#### [Text section]
* * * * *

There was no question that of all the Eurobikes I’ve attended, this one was the most electric. And we’re not talking about the atmosphere. Countless conversations with European brand managers, dealers, and even a few consumers revealed the same thing – there are a lot of consumers who seem to want e-bikes. Even brands like Mondraker who have historically only dealt in mid to high end mountain bikes are finding that their most popular model for 2017… has a motor.
Perhaps this was the reason that right before leaving for Eurobike, I had to make a quick trip out to California. Now, we are not in the habit of testing or covering e-bike product launches (especially of the mountain bike variety), but for the second time in my life I was headed to what many would consider a bucket list mountain biking destination – to ride an e-bike.
Right off the bat, I feel it’s important to make a few things clear. One of the reasons we were at the Nakoma Lodge near Downieville, CA was that all of the trails we would be riding are motorcycle legal. That’s an important distinction and one that seems to be the cause of a lot of concern in the industry. Personally, I’m completely fine with e-bikes being limited to OHV (Off Highway Vehicle, or motorized) trails. I know there’s this argument about the danger of sharing the trails with a much heavier, much faster dirt bike, but that’s never been much of an issue in my personal experience in places like Moab and now Downieville. I also don’t have a problem with the owners of private trail systems opening up their trails or providing special exemptions to e-bike use. There’s plenty of places that I’ve ridden on private land that the trails have been widened, flattened, and armored enough that you could drive a tank through it and probably not leave a mark. In places like this, e-bikes aren’t going to be an issue. But in areas where trail access is already an issue and will continue to be, I don’t find it necessary to allow e-bikes on all trails.
Fortunately, there are places where groups like the Sierra Buttes Trail Stewardship organization are building multi-use trails for all – including e-bikes. I know that this is simply not possible in every location around the U.S., but the fact that the SBTS is finding a harmonious balance between mountain bikers, e-bikers, trail runners, motos, and horses, brings hope that true multi-use recreational trails can be built so that no one is excluded.
Long story short, off-road e-bike usage is still a mess of passionate opinions and murky legality, but there are already a number of trail systems where they are legal, and will continue to be legal as long as motorcyclists and e-bikers continue to get along. And it was on moto-legal trails in the Lost Sierras that we got our first real taste of the Shimano STEPS E8000 system here in the U.S.
First launched back in 2016, the STEPS E8000 series is essentially Shimano’s XT level mountain bike specific e-bike system. Like most things e-bike, Europe got it first, followed by North America. More than two years after the initial launch, our trip out to California was timed so that it would coincide with the official North American launch of STEPS E8000. Not surprisingly, Shimano stated that the delay in bringing E8000 stateside was uncertainty in how an e-MTB system would be received here. Obviously, e-MTBs are still a contentious issue, but the overall attitudes are definitely changing. Slowly.
What may help change those attitudes is how Shimano views the concept all together. Stressing that it is a bicycle first, not an e-bike first, they say they want to grow the bike market and look at the e-bike as a tool to do so. When it came to designing a mountain bike drive system, it had to ride and handle like a mountain bike. It needed to be intuitive, and of course, had to integrate with Di2.

* * * * *

#### [Data listing]

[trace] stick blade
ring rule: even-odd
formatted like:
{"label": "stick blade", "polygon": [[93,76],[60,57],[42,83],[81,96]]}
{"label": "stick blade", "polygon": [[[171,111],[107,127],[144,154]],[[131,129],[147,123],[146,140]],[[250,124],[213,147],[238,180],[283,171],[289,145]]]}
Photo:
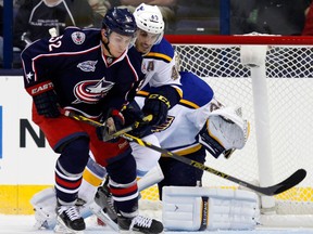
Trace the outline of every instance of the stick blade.
{"label": "stick blade", "polygon": [[278,184],[267,187],[254,187],[254,191],[262,193],[267,196],[274,196],[280,193],[284,193],[291,187],[299,184],[306,177],[306,171],[304,169],[298,169],[295,173],[292,173],[289,178],[281,181]]}
{"label": "stick blade", "polygon": [[287,178],[285,181],[277,184],[277,190],[274,192],[274,195],[280,194],[285,191],[290,190],[291,187],[299,184],[306,177],[306,171],[304,169],[297,170],[293,174]]}

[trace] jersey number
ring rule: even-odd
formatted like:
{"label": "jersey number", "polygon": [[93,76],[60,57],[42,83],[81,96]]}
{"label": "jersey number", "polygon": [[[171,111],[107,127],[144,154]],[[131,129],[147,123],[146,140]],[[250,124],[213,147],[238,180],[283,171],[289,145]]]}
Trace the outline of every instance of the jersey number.
{"label": "jersey number", "polygon": [[63,36],[59,36],[59,37],[52,37],[49,39],[49,51],[51,52],[54,48],[60,48],[62,42],[61,42],[61,38]]}

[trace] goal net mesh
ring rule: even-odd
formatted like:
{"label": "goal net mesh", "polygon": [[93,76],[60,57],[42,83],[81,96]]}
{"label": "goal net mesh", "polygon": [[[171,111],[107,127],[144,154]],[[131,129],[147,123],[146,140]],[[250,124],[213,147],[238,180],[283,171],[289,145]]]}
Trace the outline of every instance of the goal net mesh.
{"label": "goal net mesh", "polygon": [[[268,46],[265,69],[273,183],[283,181],[299,168],[308,172],[299,185],[275,196],[276,212],[313,213],[313,157],[309,146],[313,142],[312,46],[285,44],[284,37],[277,37],[275,44],[263,43],[262,37],[255,37],[255,40]],[[223,104],[241,106],[243,117],[251,125],[250,136],[242,150],[236,151],[229,159],[215,159],[208,154],[205,165],[258,184],[262,177],[259,174],[259,158],[263,156],[258,155],[251,67],[243,66],[240,61],[245,38],[240,44],[231,44],[228,39],[221,44],[210,43],[210,40],[201,44],[195,40],[192,44],[188,40],[173,44],[180,56],[181,68],[203,78]],[[204,172],[202,183],[203,186],[238,187],[238,184],[208,172]],[[158,200],[156,186],[143,191],[141,197],[142,200]]]}

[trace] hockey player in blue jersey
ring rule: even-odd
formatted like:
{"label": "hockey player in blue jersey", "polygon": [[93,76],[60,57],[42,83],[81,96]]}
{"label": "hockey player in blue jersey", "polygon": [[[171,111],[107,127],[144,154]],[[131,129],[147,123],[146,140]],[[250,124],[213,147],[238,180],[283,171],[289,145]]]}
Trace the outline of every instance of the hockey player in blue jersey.
{"label": "hockey player in blue jersey", "polygon": [[[178,103],[181,98],[179,74],[175,66],[174,49],[171,43],[163,38],[164,22],[158,6],[142,3],[138,6],[134,16],[138,26],[135,41],[136,49],[134,48],[134,50],[137,51],[141,60],[140,62],[142,62],[139,70],[145,74],[145,79],[138,84],[137,90],[147,83],[155,88],[153,93],[151,92],[150,96],[147,98],[142,112],[140,113],[141,115],[137,116],[139,118],[135,120],[140,120],[142,116],[152,114],[155,118],[152,119],[150,125],[156,126],[166,120],[168,108]],[[128,118],[125,119],[126,126],[132,122]],[[147,129],[149,130],[149,128]],[[146,128],[140,131],[145,132]],[[159,144],[159,140],[153,134],[147,135],[145,140],[153,142],[153,144],[156,145]],[[132,148],[133,153],[138,155],[140,154],[138,152],[142,151],[142,148],[136,144],[132,144]],[[147,148],[143,150],[147,152]],[[136,161],[138,177],[145,176],[151,168],[155,167],[161,156],[160,153],[152,150],[147,153],[149,154],[148,160],[138,159]],[[84,173],[84,181],[80,185],[78,197],[87,202],[87,204],[93,200],[97,187],[105,173],[105,169],[101,167],[101,165],[95,164],[92,158],[90,158]],[[111,186],[111,181],[109,181],[109,185]],[[32,199],[32,204],[36,209],[38,226],[45,225],[47,222],[48,227],[53,226],[53,216],[49,212],[49,206],[53,204],[53,196],[51,195],[53,195],[53,191],[48,188],[42,193],[38,193]],[[114,194],[112,195],[113,198],[118,198],[114,197]],[[96,209],[97,208],[92,207],[92,212],[101,214]],[[46,210],[48,211],[46,212]]]}
{"label": "hockey player in blue jersey", "polygon": [[[108,11],[102,26],[101,30],[70,27],[59,37],[35,41],[21,54],[25,89],[34,103],[33,121],[60,154],[55,164],[55,231],[75,233],[86,227],[76,203],[90,153],[107,168],[111,192],[118,197],[120,229],[161,233],[161,222],[138,216],[136,161],[128,142],[103,142],[95,127],[61,115],[60,108],[67,109],[96,120],[109,118],[113,120],[107,122],[109,130],[123,128],[120,110],[142,79],[140,60],[130,61],[132,51],[127,53],[137,26],[130,12],[115,8]],[[154,106],[159,101],[152,103]],[[149,103],[146,107],[151,114]],[[159,119],[153,115],[153,121]],[[143,225],[142,220],[150,225]]]}

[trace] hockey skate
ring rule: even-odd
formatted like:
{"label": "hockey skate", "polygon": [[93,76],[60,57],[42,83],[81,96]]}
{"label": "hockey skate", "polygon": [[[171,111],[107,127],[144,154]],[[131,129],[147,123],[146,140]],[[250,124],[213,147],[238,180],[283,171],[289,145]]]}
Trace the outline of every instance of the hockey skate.
{"label": "hockey skate", "polygon": [[162,222],[142,216],[132,219],[118,214],[117,224],[121,233],[159,234],[163,232]]}
{"label": "hockey skate", "polygon": [[76,206],[57,207],[55,233],[82,233],[86,229],[84,219]]}
{"label": "hockey skate", "polygon": [[95,195],[95,203],[90,205],[90,209],[103,223],[118,231],[117,213],[114,208],[113,197],[105,183],[98,188]]}

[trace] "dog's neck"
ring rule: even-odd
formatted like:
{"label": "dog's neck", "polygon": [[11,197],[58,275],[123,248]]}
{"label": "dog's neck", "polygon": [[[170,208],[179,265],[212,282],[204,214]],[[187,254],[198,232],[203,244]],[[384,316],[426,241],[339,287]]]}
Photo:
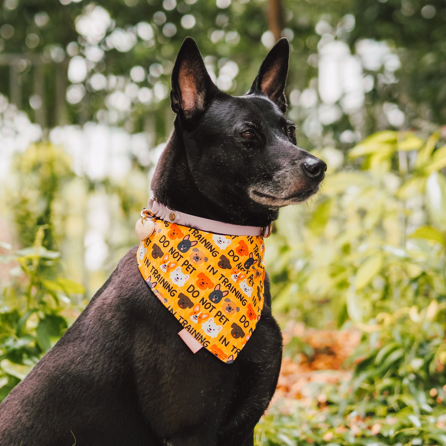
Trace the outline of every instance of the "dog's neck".
{"label": "dog's neck", "polygon": [[221,203],[208,198],[200,190],[190,172],[179,127],[176,122],[152,182],[154,196],[159,202],[179,212],[232,224],[266,226],[277,219],[278,211],[265,209],[253,211],[240,197],[231,194]]}

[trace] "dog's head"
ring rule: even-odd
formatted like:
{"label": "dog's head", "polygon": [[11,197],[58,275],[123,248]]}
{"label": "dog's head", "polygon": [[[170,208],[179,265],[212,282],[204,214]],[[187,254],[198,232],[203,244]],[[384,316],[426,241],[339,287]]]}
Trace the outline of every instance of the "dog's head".
{"label": "dog's head", "polygon": [[[183,42],[172,72],[170,142],[185,151],[187,181],[209,203],[277,216],[318,190],[326,165],[297,146],[295,126],[284,114],[289,51],[279,40],[249,91],[234,97],[213,83],[193,39]],[[159,171],[156,192],[165,173]]]}

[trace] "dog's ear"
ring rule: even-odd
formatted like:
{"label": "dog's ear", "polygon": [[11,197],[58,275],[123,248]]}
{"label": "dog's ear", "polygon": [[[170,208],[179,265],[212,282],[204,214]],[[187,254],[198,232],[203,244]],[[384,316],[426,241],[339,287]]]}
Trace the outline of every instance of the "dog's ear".
{"label": "dog's ear", "polygon": [[172,72],[172,109],[186,120],[193,119],[204,111],[210,96],[217,91],[197,44],[186,37]]}
{"label": "dog's ear", "polygon": [[287,104],[284,90],[289,58],[289,44],[283,37],[267,54],[260,65],[259,74],[246,94],[263,93],[285,113]]}

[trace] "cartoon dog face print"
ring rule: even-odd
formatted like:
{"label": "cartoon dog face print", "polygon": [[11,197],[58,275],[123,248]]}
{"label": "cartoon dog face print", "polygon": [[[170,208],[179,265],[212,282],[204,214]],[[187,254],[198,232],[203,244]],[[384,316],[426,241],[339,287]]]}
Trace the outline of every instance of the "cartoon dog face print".
{"label": "cartoon dog face print", "polygon": [[256,312],[252,308],[252,306],[251,304],[248,304],[246,308],[248,309],[246,315],[248,317],[248,319],[250,321],[253,321],[257,317],[257,314],[256,314]]}
{"label": "cartoon dog face print", "polygon": [[219,235],[215,234],[212,235],[212,240],[219,249],[226,249],[231,244],[231,240],[227,239],[224,235]]}
{"label": "cartoon dog face print", "polygon": [[254,262],[256,260],[254,260],[253,257],[252,257],[252,253],[251,252],[249,254],[249,257],[245,260],[245,263],[243,264],[243,266],[247,269],[249,269],[252,265],[253,265]]}
{"label": "cartoon dog face print", "polygon": [[146,251],[147,251],[147,248],[144,248],[144,247],[141,245],[140,248],[140,250],[138,252],[138,257],[139,258],[140,260],[144,260],[144,254],[145,254]]}
{"label": "cartoon dog face print", "polygon": [[248,245],[246,244],[246,242],[244,240],[240,240],[239,242],[237,248],[235,248],[235,252],[239,256],[247,256],[249,253],[248,251]]}
{"label": "cartoon dog face print", "polygon": [[199,305],[196,305],[194,307],[194,311],[190,313],[190,320],[194,324],[198,324],[206,319],[209,315],[203,313],[200,309]]}
{"label": "cartoon dog face print", "polygon": [[224,352],[221,348],[219,348],[215,344],[213,344],[211,346],[209,351],[214,353],[219,359],[225,359],[227,357],[227,355],[225,354]]}
{"label": "cartoon dog face print", "polygon": [[161,258],[163,255],[161,248],[156,243],[154,243],[152,248],[152,256],[154,259],[158,259],[158,258]]}
{"label": "cartoon dog face print", "polygon": [[216,338],[217,334],[223,327],[221,325],[217,325],[214,321],[213,318],[210,318],[205,322],[201,324],[201,329],[205,334],[211,338]]}
{"label": "cartoon dog face print", "polygon": [[193,242],[189,240],[190,236],[187,234],[186,237],[178,244],[177,247],[182,252],[187,252],[193,246],[195,246],[198,242],[195,240]]}
{"label": "cartoon dog face print", "polygon": [[170,225],[170,230],[167,233],[167,235],[169,239],[175,240],[175,239],[182,237],[184,235],[182,231],[174,223]]}
{"label": "cartoon dog face print", "polygon": [[178,295],[178,306],[180,308],[192,308],[194,302],[186,294],[180,293]]}
{"label": "cartoon dog face print", "polygon": [[215,303],[219,303],[220,301],[229,293],[229,291],[222,291],[220,289],[220,284],[218,284],[214,289],[214,291],[208,296],[211,302]]}
{"label": "cartoon dog face print", "polygon": [[242,330],[242,327],[234,322],[231,326],[232,329],[231,330],[231,334],[235,339],[238,338],[243,338],[245,335],[245,332]]}
{"label": "cartoon dog face print", "polygon": [[168,273],[171,269],[174,268],[177,265],[176,263],[169,261],[169,254],[166,254],[163,257],[163,260],[164,261],[164,263],[160,265],[160,268],[165,273]]}
{"label": "cartoon dog face print", "polygon": [[227,297],[223,302],[223,311],[227,314],[233,314],[240,309],[229,298]]}
{"label": "cartoon dog face print", "polygon": [[177,286],[182,286],[189,278],[189,275],[183,274],[180,266],[171,272],[169,277],[172,283]]}
{"label": "cartoon dog face print", "polygon": [[223,269],[231,269],[231,262],[229,261],[229,259],[224,254],[222,254],[220,256],[220,260],[217,264]]}
{"label": "cartoon dog face print", "polygon": [[244,274],[240,270],[237,269],[237,268],[233,268],[232,271],[231,272],[232,274],[231,275],[231,278],[236,283],[237,282],[240,282],[242,279],[244,279],[246,277],[246,274]]}
{"label": "cartoon dog face print", "polygon": [[197,277],[197,285],[199,288],[202,289],[207,289],[208,288],[212,288],[214,286],[214,284],[211,280],[204,273],[199,273]]}
{"label": "cartoon dog face print", "polygon": [[207,262],[209,260],[204,255],[202,251],[200,251],[198,248],[194,248],[192,252],[189,254],[189,258],[197,265],[201,265],[203,262]]}
{"label": "cartoon dog face print", "polygon": [[242,280],[240,282],[240,289],[248,297],[251,297],[251,295],[252,293],[252,287],[250,286],[246,283],[246,279]]}

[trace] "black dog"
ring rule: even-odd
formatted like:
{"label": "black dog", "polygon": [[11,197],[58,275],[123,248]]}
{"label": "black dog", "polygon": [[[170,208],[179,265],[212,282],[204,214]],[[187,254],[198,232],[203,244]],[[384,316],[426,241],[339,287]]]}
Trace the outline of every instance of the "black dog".
{"label": "black dog", "polygon": [[[184,41],[172,77],[174,129],[152,183],[159,202],[263,227],[318,190],[326,165],[296,147],[283,114],[289,52],[279,41],[249,91],[234,97],[212,83],[194,41]],[[136,258],[134,248],[0,405],[2,446],[253,444],[282,355],[267,277],[257,328],[228,364],[204,348],[192,354]]]}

* * * * *

#### [Required task]
According to the e-bike article, in what year was Shimano's STEPS E8000 series first launched? Rely on the e-bike article alone.

#### [Answer to the exercise]
2016